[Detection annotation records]
——
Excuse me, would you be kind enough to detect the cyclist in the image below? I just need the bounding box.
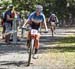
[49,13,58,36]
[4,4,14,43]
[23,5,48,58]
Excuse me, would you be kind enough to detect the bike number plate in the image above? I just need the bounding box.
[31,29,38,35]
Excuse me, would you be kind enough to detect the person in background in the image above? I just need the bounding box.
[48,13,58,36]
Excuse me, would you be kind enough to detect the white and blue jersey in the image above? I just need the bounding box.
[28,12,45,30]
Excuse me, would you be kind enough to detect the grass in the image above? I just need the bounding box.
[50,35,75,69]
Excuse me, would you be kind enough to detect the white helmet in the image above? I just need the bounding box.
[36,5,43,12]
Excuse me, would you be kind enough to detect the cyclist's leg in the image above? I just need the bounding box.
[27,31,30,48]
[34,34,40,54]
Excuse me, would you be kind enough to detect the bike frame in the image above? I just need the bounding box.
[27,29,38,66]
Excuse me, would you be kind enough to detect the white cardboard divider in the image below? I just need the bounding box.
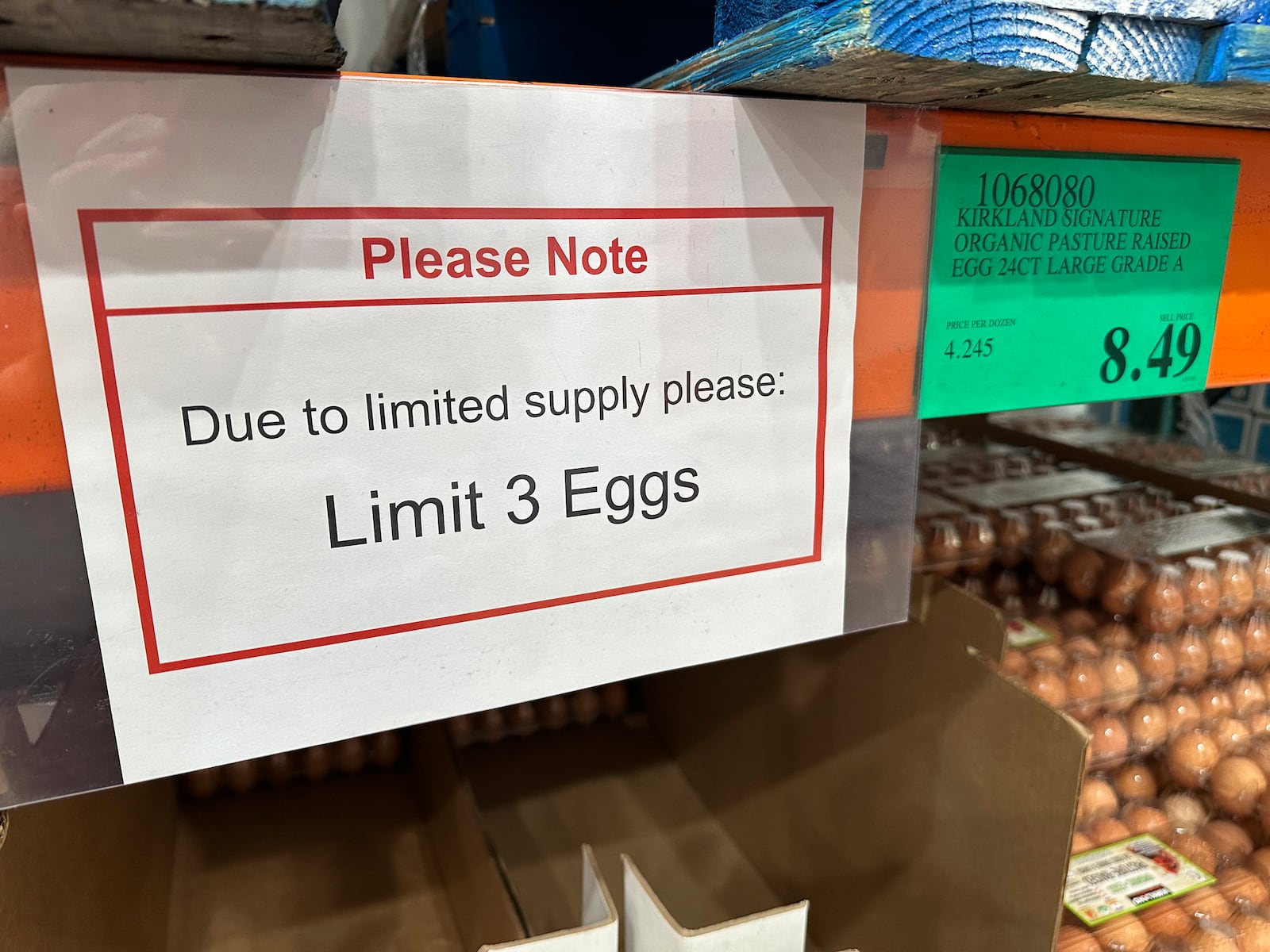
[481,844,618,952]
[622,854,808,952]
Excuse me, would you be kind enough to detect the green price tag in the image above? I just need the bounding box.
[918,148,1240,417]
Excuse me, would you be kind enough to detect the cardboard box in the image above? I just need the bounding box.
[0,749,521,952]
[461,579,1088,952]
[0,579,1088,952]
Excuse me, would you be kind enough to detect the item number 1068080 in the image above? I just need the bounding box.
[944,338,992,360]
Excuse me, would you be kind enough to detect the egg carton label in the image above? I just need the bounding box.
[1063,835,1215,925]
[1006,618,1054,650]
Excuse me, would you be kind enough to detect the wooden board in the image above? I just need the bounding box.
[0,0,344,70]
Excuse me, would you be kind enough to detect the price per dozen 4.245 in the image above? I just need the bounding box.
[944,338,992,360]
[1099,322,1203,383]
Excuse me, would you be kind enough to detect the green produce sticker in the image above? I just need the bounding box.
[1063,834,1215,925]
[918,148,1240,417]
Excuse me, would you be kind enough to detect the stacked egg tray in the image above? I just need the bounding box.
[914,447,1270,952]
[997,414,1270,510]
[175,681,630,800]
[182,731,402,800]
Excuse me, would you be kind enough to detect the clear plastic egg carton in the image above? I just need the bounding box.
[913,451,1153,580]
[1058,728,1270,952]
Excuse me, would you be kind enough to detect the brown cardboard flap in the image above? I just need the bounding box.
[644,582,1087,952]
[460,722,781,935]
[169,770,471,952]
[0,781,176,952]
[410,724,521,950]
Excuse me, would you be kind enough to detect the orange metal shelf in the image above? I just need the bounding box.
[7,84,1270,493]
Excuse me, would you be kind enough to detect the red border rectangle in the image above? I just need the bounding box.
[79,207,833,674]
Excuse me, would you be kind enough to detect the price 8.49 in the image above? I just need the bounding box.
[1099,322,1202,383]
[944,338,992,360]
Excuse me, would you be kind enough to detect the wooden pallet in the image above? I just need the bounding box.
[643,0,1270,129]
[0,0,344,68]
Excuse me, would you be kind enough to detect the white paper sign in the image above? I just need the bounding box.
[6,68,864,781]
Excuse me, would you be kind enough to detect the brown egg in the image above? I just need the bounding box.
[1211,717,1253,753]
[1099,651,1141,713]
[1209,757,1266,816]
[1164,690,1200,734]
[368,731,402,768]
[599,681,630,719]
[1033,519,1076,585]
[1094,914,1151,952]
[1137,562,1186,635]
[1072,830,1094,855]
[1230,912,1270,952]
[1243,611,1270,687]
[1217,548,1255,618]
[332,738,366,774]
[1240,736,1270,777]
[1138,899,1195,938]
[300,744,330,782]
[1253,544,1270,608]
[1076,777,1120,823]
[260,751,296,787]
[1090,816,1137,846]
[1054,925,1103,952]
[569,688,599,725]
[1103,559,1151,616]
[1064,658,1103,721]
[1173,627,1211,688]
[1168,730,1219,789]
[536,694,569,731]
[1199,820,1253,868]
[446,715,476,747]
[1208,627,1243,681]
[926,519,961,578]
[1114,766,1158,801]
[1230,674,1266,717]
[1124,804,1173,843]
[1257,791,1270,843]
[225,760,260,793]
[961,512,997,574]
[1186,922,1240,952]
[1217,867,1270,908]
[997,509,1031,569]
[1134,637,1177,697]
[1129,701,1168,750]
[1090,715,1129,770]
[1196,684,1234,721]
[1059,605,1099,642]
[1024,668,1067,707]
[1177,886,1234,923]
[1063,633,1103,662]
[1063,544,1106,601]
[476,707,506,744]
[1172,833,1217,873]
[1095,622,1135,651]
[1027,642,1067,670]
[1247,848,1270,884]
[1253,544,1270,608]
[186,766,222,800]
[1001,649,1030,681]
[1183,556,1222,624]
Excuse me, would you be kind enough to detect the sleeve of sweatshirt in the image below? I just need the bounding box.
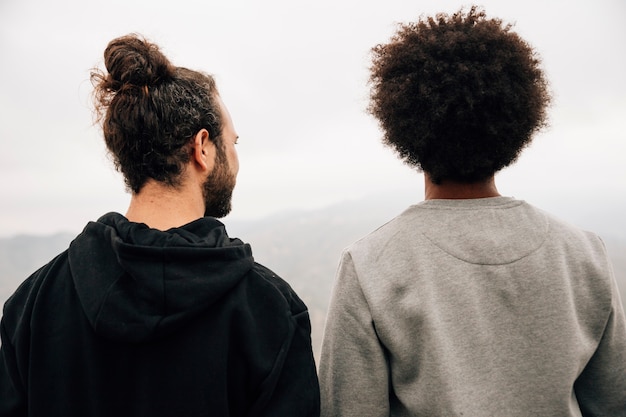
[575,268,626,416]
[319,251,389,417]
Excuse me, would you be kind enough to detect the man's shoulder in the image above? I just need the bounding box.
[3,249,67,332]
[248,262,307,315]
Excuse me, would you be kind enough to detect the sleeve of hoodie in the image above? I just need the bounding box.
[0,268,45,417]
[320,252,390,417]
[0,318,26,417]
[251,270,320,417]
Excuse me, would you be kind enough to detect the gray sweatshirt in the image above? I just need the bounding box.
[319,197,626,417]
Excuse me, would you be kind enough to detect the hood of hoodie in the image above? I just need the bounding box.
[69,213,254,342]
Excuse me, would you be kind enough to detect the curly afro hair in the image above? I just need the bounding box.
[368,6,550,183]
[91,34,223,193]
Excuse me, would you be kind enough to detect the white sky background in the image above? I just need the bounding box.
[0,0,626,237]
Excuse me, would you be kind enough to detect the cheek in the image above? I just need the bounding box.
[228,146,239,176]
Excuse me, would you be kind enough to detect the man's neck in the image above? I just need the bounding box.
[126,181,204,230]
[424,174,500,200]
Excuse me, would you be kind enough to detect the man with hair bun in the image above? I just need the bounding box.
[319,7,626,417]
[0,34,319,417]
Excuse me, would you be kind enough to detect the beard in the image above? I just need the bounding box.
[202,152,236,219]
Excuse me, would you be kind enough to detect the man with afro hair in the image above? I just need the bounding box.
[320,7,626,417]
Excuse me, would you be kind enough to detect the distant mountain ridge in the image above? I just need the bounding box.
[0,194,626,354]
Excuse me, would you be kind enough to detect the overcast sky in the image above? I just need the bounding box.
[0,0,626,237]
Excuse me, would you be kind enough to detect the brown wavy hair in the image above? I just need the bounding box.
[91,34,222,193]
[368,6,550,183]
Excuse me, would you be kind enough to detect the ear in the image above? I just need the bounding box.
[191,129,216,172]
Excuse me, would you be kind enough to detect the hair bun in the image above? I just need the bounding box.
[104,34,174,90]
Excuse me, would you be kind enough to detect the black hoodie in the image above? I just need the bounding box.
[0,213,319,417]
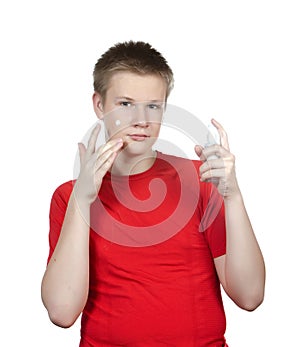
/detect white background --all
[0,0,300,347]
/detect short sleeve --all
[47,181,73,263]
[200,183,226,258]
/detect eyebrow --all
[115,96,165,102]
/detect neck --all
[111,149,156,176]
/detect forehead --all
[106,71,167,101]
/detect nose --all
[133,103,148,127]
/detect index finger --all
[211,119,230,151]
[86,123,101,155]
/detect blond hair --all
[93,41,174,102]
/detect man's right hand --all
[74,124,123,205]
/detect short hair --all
——
Copy out the stretch of data from the line containing "Excuse me, would you be kind enough to detect the item" through the line containing "[0,0,344,70]", requests included. Scale every bounding box coordinate in the answers by 1.4 and round to whole numbers, with halves going up.

Excuse me, would you be kind enough to detect the item number 1068080 in the image above? I just need the bounding box.
[1322,473,1389,504]
Excuse me, would you be kind enough to detect the egg carton label in the image above? I just need the bounding box.
[1488,1169,1701,1295]
[1408,865,1476,910]
Excuse me, would you be kind enough to detect the wooden board in the image above? I just need the bounding box.
[0,0,482,98]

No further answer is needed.